**Problems and tasks:**
a) From the "Making of" passage, reproduce the section that begins with the words containing "This is a book" and ends with "merely CSS counters.".
b) According to the "Making of" passage, what were the few math formulas written in, and what were they converted to?

**Text passage:**
■ ■ ■

Making of

This is a book that eats its own dog food, proverbially speaking. It was written in clean HTML5, with a few data- attributes, defined by O’Reilly’s HTMLBook standard (oreillymedia.github.io/HTMLBook). This means that everything you see in this book—the layout, the figures, the colors—is HTML styled with CSS. A lot of the figures are also generated with SVG or use SVG data URIs, generated via SCSS functions. The few math formulas were written in LaTeX and then converted to MathML behind the scenes. You may find it amusing that the page numbers, chapter numbers, and secret numbers are merely CSS counters.

Many of the books O’Reilly publishes these days are made that way. They have built a system especially for this purpose, called Atlas (atlas.oreilly.com). The best thing about Atlas is that it’s also available for the public, not just for official O’Reilly use.

■ ■ ■

**Records supplied:**
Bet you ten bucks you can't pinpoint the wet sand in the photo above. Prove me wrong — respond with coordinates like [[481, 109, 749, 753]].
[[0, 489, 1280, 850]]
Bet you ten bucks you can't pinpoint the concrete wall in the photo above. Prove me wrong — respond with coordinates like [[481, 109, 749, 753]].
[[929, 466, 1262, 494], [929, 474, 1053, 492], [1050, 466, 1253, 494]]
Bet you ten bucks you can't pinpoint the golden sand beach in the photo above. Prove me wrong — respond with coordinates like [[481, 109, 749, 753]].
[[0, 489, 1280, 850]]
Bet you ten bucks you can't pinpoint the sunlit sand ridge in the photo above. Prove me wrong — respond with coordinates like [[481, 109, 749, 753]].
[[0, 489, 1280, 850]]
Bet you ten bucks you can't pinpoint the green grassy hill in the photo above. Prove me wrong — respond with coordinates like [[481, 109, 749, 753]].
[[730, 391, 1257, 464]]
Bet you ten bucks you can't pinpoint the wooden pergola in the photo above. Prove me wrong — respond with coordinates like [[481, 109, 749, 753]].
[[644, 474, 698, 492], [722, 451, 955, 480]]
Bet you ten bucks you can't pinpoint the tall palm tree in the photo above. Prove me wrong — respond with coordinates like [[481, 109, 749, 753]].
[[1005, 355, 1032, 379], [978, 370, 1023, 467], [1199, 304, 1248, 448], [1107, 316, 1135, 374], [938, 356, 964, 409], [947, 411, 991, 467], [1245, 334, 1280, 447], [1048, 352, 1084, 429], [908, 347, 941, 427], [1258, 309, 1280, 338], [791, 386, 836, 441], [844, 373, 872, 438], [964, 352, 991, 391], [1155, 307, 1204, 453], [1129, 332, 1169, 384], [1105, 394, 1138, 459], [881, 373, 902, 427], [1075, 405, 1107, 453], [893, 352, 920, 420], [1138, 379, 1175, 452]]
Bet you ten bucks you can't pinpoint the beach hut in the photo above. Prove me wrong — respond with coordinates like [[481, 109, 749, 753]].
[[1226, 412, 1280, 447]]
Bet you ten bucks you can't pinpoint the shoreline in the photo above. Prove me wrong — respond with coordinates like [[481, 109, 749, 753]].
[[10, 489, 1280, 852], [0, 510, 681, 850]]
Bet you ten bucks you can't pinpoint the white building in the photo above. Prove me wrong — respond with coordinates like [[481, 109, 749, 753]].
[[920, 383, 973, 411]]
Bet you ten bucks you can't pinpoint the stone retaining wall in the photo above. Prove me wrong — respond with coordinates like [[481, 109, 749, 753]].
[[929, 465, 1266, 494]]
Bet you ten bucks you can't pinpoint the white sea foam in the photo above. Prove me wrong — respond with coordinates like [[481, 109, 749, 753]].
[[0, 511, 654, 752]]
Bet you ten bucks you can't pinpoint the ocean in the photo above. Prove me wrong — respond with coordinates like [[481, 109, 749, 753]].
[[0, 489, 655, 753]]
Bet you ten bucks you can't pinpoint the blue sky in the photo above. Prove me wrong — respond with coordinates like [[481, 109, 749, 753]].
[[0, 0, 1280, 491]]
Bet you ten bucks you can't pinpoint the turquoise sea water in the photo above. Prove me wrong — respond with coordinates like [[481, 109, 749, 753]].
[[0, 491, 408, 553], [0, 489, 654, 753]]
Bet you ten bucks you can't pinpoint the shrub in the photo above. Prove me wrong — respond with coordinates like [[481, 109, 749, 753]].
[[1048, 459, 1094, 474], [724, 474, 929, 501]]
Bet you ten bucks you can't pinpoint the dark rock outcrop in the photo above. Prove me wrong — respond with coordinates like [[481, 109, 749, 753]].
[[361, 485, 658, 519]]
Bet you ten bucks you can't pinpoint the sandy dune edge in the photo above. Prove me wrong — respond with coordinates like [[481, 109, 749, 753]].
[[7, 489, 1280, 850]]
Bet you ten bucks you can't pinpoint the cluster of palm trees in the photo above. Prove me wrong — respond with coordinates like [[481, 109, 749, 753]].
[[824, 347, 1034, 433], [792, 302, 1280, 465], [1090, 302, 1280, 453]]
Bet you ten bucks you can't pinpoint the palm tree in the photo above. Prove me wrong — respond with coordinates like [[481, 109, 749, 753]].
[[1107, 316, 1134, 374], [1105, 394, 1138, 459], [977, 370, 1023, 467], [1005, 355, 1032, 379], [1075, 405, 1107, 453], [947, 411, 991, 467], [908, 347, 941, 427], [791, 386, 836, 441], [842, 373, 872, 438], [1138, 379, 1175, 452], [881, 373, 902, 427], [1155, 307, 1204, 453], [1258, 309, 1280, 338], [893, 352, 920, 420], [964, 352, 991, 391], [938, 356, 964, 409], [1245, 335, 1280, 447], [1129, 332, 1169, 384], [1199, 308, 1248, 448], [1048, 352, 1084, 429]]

■ ■ ■

**Solutions to the problems:**
a)
This is a book that eats its own dog food, proverbially speaking. It was written in clean HTML5, with a few data- attributes, defined by O’Reilly’s HTMLBook standard (oreillymedia.github.io/HTMLBook). This means that everything you see in this book—the layout, the figures, the colors—is HTML styled with CSS. A lot of the figures are also generated with SVG or use SVG data URIs, generated via SCSS functions. The few math formulas were written in LaTeX and then converted to MathML behind the scenes. You may find it amusing that the page numbers, chapter numbers, and secret numbers are merely CSS counters.

b) They were written in LaTeX and converted to MathML behind the scenes.